### What the task asks
Tally the lines below that include the string "deep". Reply with the total only.

[Given entries — start]

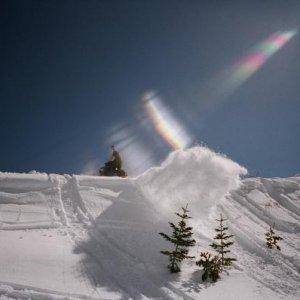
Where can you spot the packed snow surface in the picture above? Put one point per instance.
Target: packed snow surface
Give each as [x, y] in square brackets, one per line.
[86, 237]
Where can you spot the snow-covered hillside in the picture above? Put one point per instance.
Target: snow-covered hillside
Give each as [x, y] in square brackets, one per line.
[85, 237]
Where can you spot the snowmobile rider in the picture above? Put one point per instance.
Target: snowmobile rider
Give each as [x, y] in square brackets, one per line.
[115, 161]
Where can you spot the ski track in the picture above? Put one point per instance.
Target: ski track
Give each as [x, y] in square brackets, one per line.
[111, 222]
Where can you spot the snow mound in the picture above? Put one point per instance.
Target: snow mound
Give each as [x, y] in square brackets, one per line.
[87, 237]
[197, 176]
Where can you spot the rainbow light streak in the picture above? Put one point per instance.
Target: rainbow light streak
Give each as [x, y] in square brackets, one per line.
[251, 63]
[165, 123]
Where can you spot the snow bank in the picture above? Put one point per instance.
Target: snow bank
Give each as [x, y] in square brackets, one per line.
[14, 182]
[197, 176]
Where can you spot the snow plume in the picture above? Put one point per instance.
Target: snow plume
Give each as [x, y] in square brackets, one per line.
[197, 176]
[91, 167]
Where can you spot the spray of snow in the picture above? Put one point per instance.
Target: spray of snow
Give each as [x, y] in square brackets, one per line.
[197, 176]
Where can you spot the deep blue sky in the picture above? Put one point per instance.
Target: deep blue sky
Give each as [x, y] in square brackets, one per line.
[71, 70]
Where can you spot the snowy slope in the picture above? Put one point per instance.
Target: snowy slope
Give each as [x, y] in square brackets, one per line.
[85, 237]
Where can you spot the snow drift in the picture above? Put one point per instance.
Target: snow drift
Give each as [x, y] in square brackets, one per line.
[92, 237]
[197, 176]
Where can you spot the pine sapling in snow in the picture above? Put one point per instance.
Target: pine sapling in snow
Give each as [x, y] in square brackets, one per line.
[223, 241]
[181, 238]
[272, 238]
[211, 266]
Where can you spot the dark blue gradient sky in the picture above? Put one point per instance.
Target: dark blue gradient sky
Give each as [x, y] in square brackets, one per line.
[72, 70]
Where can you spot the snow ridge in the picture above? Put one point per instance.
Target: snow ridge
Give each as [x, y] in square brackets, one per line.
[86, 237]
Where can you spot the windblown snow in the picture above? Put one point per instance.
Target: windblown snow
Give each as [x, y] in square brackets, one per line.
[86, 237]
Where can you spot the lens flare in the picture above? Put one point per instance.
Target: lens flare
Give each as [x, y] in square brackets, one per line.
[164, 122]
[251, 63]
[225, 83]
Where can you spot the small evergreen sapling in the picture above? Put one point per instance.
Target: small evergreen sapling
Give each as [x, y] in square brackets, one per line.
[181, 238]
[272, 238]
[223, 242]
[211, 266]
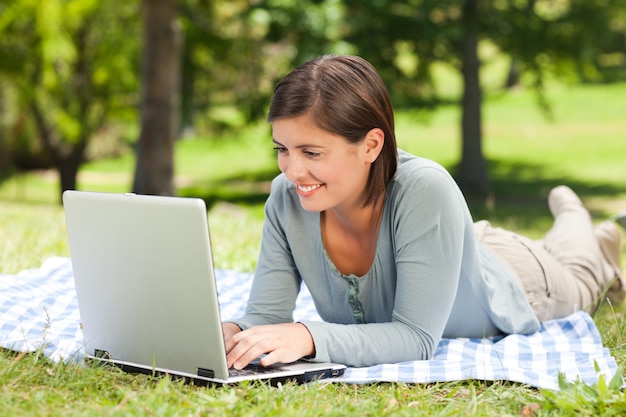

[Given entries — finish]

### Solution for this exercise
2